* Written task A *
Pull out the whole piece on JSTOR and the digitizing of journals, word for word.

* Passage to read *
JSTOR: Large Scale Digitization of Journals in the United States

Kevin M. Guthrie

„What a terrific service you offer! Thanks for the wonderful tool that makes scholarly research so much more accessible.“

Nicole C. Raeburn, Graduate Student, Dept. of Sociology, Ohio State University

Such an expression of enthusiasm was more than even we could have hoped for when the idea for JSTOR was conceived a little more than three years ago. In fact, the notion of increasing access to information was a secondary objective of the JSTOR project in its early days. Instead, our initial goal was to test whether it would be possible to save library shelf space by converting older, little-used materials to electronic formats and storing them in a central database. It seemed a simple concept but has proved to be enormously complicated in practice.

Much has transpired in a short period of time. The JSTOR database now includes well over 2 million pages from 61 important journals in 13 academic disciplines. Additional journal content is being digitized at a rate of more than 100,000 pages per month. More than 320 libraries in the United States and Canada have become participating institutions, providing support for the creation, maintenance and growth of this database. Outside of North America, we have established a mirror site in the United Kingdom. Through a novel collaborative relationship with the Joint Information Systems Committee, the JSTOR database is now being made available to over 20 higher education institutions in England, Scotland, Wales and Northern Ireland from a mirror site at the University of Manchester. In addition, plans are underway to establish a second overseas mirror site in Budapest, Hungary to serve institutions in Eastern Europe and Russia. As each day passes, new opportunities are presented to us to extend the reach of this enterprise. It is an exciting and challenging time.

* Written task B *
Show every line of the listing that contains the string "more". Upper and lower case count as different.

* The input *
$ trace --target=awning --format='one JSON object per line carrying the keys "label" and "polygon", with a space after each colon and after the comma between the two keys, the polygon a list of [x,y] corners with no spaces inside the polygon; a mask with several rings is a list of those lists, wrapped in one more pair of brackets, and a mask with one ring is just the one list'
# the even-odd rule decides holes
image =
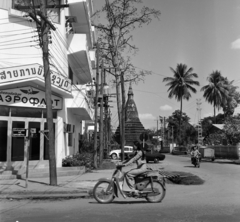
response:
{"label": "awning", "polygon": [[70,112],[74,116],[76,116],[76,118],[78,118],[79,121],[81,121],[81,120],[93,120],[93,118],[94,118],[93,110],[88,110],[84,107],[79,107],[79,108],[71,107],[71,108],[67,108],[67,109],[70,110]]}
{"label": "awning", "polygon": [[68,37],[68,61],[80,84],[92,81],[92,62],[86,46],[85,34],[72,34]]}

---

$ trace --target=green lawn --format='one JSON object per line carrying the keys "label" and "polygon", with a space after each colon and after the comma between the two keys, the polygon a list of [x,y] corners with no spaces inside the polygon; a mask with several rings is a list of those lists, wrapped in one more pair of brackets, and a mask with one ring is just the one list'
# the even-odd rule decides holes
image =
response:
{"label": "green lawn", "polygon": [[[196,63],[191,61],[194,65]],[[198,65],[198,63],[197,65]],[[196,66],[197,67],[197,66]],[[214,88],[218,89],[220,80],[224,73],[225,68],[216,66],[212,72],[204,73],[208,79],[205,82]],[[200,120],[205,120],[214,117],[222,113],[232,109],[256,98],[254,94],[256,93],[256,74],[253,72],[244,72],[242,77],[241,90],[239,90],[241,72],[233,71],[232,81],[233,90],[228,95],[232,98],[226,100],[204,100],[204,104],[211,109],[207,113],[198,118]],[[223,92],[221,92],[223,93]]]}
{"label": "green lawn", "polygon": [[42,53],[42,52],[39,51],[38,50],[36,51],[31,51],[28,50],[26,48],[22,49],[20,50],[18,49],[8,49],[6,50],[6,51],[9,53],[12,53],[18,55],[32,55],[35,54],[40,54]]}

* Exercise solution A *
JSTOR: Large Scale Digitization of Journals in the United States

Kevin M. Guthrie

„What a terrific service you offer! Thanks for the wonderful tool that makes scholarly research so much more accessible.“

Nicole C. Raeburn, Graduate Student, Dept. of Sociology, Ohio State University

Such an expression of enthusiasm was more than even we could have hoped for when the idea for JSTOR was conceived a little more than three years ago. In fact, the notion of increasing access to information was a secondary objective of the JSTOR project in its early days. Instead, our initial goal was to test whether it would be possible to save library shelf space by converting older, little-used materials to electronic formats and storing them in a central database. It seemed a simple concept but has proved to be enormously complicated in practice.

Much has transpired in a short period of time. The JSTOR database now includes well over 2 million pages from 61 important journals in 13 academic disciplines. Additional journal content is being digitized at a rate of more than 100,000 pages per month. More than 320 libraries in the United States and Canada have become participating institutions, providing support for the creation, maintenance and growth of this database. Outside of North America, we have established a mirror site in the United Kingdom. Through a novel collaborative relationship with the Joint Information Systems Committee, the JSTOR database is now being made available to over 20 higher education institutions in England, Scotland, Wales and Northern Ireland from a mirror site at the University of Manchester. In addition, plans are underway to establish a second overseas mirror site in Budapest, Hungary to serve institutions in Eastern Europe and Russia. As each day passes, new opportunities are presented to us to extend the reach of this enterprise. It is an exciting and challenging time.

* Exercise solution B *
$ trace --target=awning --format='one JSON object per line carrying the keys "label" and "polygon", with a space after each colon and after the comma between the two keys, the polygon a list of [x,y] corners with no spaces inside the polygon; a mask with several rings is a list of those lists, wrapped in one more pair of brackets, and a mask with one ring is just the one list'
$ trace --target=green lawn --format='one JSON object per line carrying the keys "label" and "polygon", with a space after each colon and after the comma between the two keys, the polygon a list of [x,y] corners with no spaces inside the polygon; a mask with several rings is a list of those lists, wrapped in one more pair of brackets, and a mask with one ring is just the one list'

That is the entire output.